I have concluded something very important recently. (OK, so maybe not very important, but mildly interesting anyway!) I just don't care about a lot of stuff that used to really excite me. For instance, I don't care:

  • That Karl Rove resigned;
  • That Alberto Gonzales resigned;
  • That they haven't caught Osama bin Laden yet;
  • Who gets selected for the Supreme Court;
  • If George Bush (or any other President) gets impeached;
  • Who gets elected President of the United States.

(Disclaimer: I think Ron Paul is a fine human being and a man of honor. I can say that without ever meeting him, due specifically to his great commentary on LRC and the type of principled people who rally to his support. I sincerely hope that his candidacy provides a platform from which a thousand ships of libertarian truth are launched. I actually get a rush of pride when I see him "school" losers like Jailiani about, well, anything. That said, I still don't care about the presidency itself.)

Now, where were we?

Why don't I care about the things I list? I could take each of these separately, and I will embellish on a few of my reasons, but basically it comes down to this. I'm an anarchist.

Sometimes we like to refine this description with terms like anarcho-capitalist, and that's accurate as well, but let us be clear. I don't want a better government; I want no coercive political government. I don't want a more efficient TSA; I want no (publicly funded) TSA. I don't want a better FDA; I want no FDA. I don't want policemen who only stop every third brother caught DWB (driving while black); I want to be able to switch providers when the security service "hired" with my tax money wastes it while simultaneously shooting at people like me. Before anyone jumps to a conclusion and pulls a muscle, let me clear something else up. Does all this mean that I want no rules in my life? Why of course not.
◆ ◆ ◆ ◆
Exercise 1
Report each line of the records that contains the string "ceiling".
The passage on anarchism and the records were taken from unrelated sources.

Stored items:
◆ ◆ ◆ ◆
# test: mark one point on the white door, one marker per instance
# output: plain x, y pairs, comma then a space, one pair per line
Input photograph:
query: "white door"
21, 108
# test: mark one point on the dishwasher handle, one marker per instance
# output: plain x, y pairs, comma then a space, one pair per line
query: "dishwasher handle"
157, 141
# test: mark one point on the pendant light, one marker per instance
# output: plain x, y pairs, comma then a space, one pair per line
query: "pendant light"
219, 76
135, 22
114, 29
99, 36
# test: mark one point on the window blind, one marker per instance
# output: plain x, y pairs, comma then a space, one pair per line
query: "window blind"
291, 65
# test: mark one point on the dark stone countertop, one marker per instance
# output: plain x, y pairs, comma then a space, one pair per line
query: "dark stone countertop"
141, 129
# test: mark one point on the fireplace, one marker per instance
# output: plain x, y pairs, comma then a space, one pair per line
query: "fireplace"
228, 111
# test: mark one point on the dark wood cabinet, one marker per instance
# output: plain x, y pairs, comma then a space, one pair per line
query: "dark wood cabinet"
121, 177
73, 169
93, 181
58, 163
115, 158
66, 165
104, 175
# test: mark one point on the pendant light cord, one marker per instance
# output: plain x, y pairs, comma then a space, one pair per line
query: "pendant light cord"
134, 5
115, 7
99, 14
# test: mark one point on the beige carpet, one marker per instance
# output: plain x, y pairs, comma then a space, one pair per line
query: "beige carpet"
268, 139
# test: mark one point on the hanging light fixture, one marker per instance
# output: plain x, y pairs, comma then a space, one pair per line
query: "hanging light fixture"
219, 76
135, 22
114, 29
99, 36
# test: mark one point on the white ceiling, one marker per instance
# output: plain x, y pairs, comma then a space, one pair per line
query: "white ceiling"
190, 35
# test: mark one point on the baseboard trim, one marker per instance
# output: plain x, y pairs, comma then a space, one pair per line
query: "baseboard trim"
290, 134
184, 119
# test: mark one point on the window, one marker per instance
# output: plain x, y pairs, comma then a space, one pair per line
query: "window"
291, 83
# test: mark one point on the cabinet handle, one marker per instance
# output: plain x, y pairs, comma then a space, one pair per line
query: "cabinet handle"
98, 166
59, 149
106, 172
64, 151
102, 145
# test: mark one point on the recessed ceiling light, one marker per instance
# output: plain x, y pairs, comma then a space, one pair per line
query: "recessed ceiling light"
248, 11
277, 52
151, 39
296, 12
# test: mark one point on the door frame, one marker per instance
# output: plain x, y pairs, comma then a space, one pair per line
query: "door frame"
◆ ◆ ◆ ◆
Exercise 2
Continue the passage on anarchism above, starting right after its last sentence.

Exercise response 1
# test: mark one point on the white ceiling, one marker per instance
query: "white ceiling"
# test: mark one point on the recessed ceiling light, one marker per instance
query: "recessed ceiling light"

Exercise response 2
As Hasnas lays out in marvelous detail in the paper linked above, civilization has always existed with rules or laws, as some may designate them. A peaceful life and the pleasant interactions between human beings have always been and will always be based upon some understanding of what is ethical and what is not. Furthermore, some of these rules will not be derived from consent. I'm cool with that. Ostrowski's wonderful working paper provides what I think is the most useful definition of self-government with:

Self-government – no state with final authority; each person governs himself or herself; disputes among people are resolved by private courts and arbitrators; resort to private courts is encouraged by self-interest, social pressure, boycott, ostracism and market forces such as the denial of insurance and of access to real estate to those with a history of improper self-help.

When I say anarchy, this definition describes what it is that I mean. Furthermore, I'd assert that this is what most anarchists mean. But anyway, what all this leads up to is my reasons for not caring about any of the listed items.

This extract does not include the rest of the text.